[Source data]
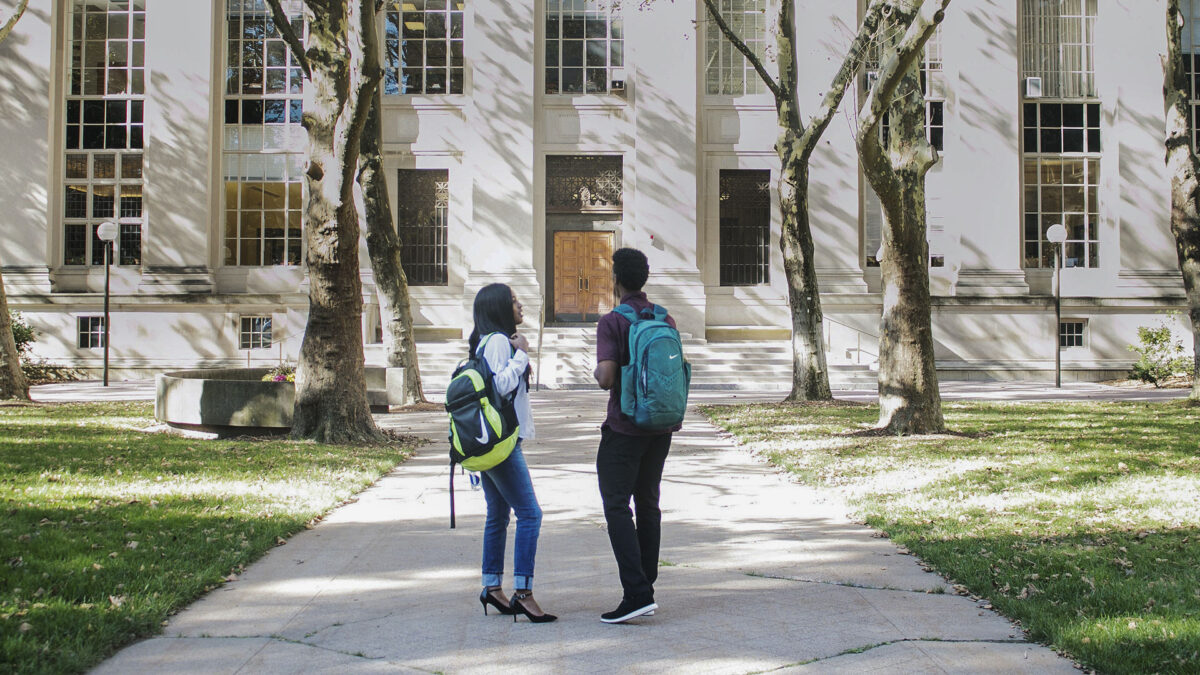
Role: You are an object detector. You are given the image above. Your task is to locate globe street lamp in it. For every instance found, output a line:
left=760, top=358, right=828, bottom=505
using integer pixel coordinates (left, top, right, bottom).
left=96, top=221, right=118, bottom=387
left=1046, top=223, right=1067, bottom=388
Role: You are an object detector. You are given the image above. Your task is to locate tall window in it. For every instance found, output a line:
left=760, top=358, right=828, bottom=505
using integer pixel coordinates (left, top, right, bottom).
left=396, top=169, right=449, bottom=286
left=64, top=0, right=146, bottom=267
left=719, top=170, right=770, bottom=286
left=866, top=27, right=945, bottom=152
left=384, top=0, right=465, bottom=95
left=704, top=0, right=768, bottom=96
left=1021, top=0, right=1100, bottom=269
left=545, top=0, right=623, bottom=94
left=862, top=30, right=945, bottom=268
left=1182, top=0, right=1200, bottom=150
left=223, top=0, right=305, bottom=266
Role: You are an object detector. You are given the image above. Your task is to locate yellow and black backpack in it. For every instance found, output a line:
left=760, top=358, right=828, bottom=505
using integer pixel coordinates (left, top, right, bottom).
left=445, top=333, right=520, bottom=527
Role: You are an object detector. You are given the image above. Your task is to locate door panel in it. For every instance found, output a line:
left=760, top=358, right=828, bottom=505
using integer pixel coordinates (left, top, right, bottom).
left=554, top=232, right=583, bottom=321
left=552, top=230, right=613, bottom=322
left=584, top=232, right=614, bottom=321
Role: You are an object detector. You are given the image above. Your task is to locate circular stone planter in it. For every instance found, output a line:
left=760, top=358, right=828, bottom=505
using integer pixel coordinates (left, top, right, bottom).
left=155, top=366, right=405, bottom=433
left=156, top=368, right=294, bottom=432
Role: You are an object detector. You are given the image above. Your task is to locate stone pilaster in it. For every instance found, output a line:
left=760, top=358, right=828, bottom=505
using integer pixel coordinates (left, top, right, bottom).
left=139, top=0, right=215, bottom=292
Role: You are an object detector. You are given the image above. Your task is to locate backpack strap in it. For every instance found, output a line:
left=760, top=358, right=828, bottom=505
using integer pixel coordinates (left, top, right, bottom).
left=476, top=332, right=519, bottom=404
left=613, top=304, right=638, bottom=324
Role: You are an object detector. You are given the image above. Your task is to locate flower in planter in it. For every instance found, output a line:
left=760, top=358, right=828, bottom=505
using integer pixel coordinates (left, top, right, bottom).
left=262, top=365, right=296, bottom=383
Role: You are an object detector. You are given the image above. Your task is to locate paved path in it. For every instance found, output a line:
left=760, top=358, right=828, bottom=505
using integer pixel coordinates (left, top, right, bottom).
left=76, top=384, right=1093, bottom=674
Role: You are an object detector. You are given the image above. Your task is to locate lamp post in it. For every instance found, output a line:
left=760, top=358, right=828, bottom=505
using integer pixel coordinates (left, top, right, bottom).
left=96, top=221, right=118, bottom=387
left=1046, top=223, right=1067, bottom=388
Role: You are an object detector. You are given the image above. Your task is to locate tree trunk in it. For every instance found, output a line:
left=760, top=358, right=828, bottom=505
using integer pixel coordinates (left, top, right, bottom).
left=779, top=157, right=833, bottom=401
left=290, top=0, right=382, bottom=443
left=858, top=0, right=946, bottom=433
left=359, top=77, right=427, bottom=405
left=0, top=266, right=29, bottom=401
left=1165, top=0, right=1200, bottom=400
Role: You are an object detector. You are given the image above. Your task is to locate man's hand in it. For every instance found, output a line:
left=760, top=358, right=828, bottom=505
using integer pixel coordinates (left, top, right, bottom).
left=594, top=360, right=617, bottom=391
left=510, top=333, right=530, bottom=353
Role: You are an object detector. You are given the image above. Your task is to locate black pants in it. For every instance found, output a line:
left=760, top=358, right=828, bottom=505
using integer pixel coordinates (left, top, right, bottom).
left=596, top=426, right=672, bottom=604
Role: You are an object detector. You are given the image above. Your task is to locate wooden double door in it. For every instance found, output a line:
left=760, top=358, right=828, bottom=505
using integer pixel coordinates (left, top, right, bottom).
left=552, top=231, right=613, bottom=322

[Task] Keep every word of the data as it is when you write it out, but drop the pictures.

[Solution to the problem]
Role: You are an object detector. You are given the image above. Your task is to locate globe street lamp in it. For every instance found, output a line:
left=760, top=358, right=828, bottom=505
using integer pixel coordinates (left, top, right, bottom).
left=96, top=221, right=118, bottom=387
left=1046, top=223, right=1067, bottom=388
Role: You are an object detector. You are given the image above. Your task is to locate tall window in it. For every instance found, output a line:
left=760, top=358, right=828, bottom=505
using integer pixel coordinates (left, top, right, bottom).
left=396, top=169, right=449, bottom=286
left=64, top=0, right=146, bottom=267
left=719, top=170, right=770, bottom=286
left=866, top=27, right=945, bottom=152
left=384, top=0, right=465, bottom=95
left=704, top=0, right=768, bottom=96
left=1021, top=0, right=1100, bottom=269
left=545, top=0, right=623, bottom=94
left=862, top=30, right=945, bottom=268
left=1182, top=0, right=1200, bottom=150
left=223, top=0, right=305, bottom=266
Role: You are an object detector. You are given the image above. Your task is to locate yellow and black backpack in it. For every instance found, output a line:
left=760, top=358, right=828, bottom=505
using integer pixel coordinates (left, top, right, bottom).
left=445, top=333, right=520, bottom=527
Role: You are an object detector. You are given the image above. Your task is to locate door panel in it. For every instance found, output a line:
left=760, top=358, right=828, bottom=505
using integer pixel coordinates (left, top, right, bottom).
left=554, top=232, right=583, bottom=321
left=552, top=230, right=613, bottom=322
left=584, top=232, right=614, bottom=321
Role: You are an object detector. You are given the image above. Your task is to locate circular stone planter in it. For every instance found, output a line:
left=760, top=358, right=828, bottom=505
using integer pixel coordinates (left, top, right, bottom).
left=155, top=366, right=405, bottom=433
left=156, top=368, right=294, bottom=432
Role: You are an object detector. You are given the image above. Your task is to locate stone pilaster in it. For every instance found, output a line:
left=760, top=358, right=828, bottom=505
using integer pixel coordinates (left, top, right, bottom).
left=139, top=0, right=215, bottom=292
Role: You are an object detector. You are given the image above. Your task is to locate backpack strap in it. For every instance found, output a line:
left=760, top=358, right=828, bottom=505
using integer pixel coordinates (left, top, right, bottom).
left=476, top=332, right=519, bottom=404
left=613, top=304, right=638, bottom=324
Role: You are an object detector. You are given the image above. Your task is to locate flower in planter in it. For every instance found, output a line:
left=760, top=358, right=828, bottom=505
using integer pixel coordinates (left, top, right, bottom).
left=262, top=365, right=296, bottom=383
Role: You are an object detector. You are given the image above. Your task is to locate paved path in it. For every instance found, output a line:
left=760, top=358, right=828, bottom=505
using integer pixel coordinates (left, top, right, bottom).
left=76, top=384, right=1093, bottom=674
Role: You are an object detector. You are given the image above. Your task is to locate lamp post in it. For every instance found, output a line:
left=760, top=358, right=828, bottom=505
using integer pixel coordinates (left, top, right, bottom).
left=96, top=221, right=118, bottom=387
left=1046, top=223, right=1067, bottom=388
Role: You are an object detector. You are given the image above. Your task is to locate tree trunk in it. For every instance found, output a line:
left=760, top=358, right=828, bottom=505
using integer pixel coordinates (left, top, right, bottom).
left=779, top=157, right=833, bottom=401
left=290, top=0, right=382, bottom=443
left=858, top=0, right=946, bottom=433
left=359, top=77, right=427, bottom=405
left=0, top=266, right=29, bottom=401
left=1165, top=0, right=1200, bottom=400
Role: You are an object detector. You are given the image above. Your task is to locate man's hand in it. For every instance found, output a line:
left=760, top=358, right=828, bottom=505
using integer pixel coordinates (left, top, right, bottom).
left=594, top=360, right=617, bottom=391
left=510, top=333, right=530, bottom=353
Role: You are an object detector. You are given the image above. Your task is to locate black pants in it. For every instance found, output a line:
left=760, top=358, right=828, bottom=505
using integer pixel coordinates (left, top, right, bottom).
left=596, top=426, right=672, bottom=604
Role: You are an object detector. You are given the image above. Your task is to locate wooden double door in it. For every instance found, output a line:
left=760, top=358, right=828, bottom=505
using integer pixel coordinates (left, top, right, bottom).
left=552, top=231, right=613, bottom=322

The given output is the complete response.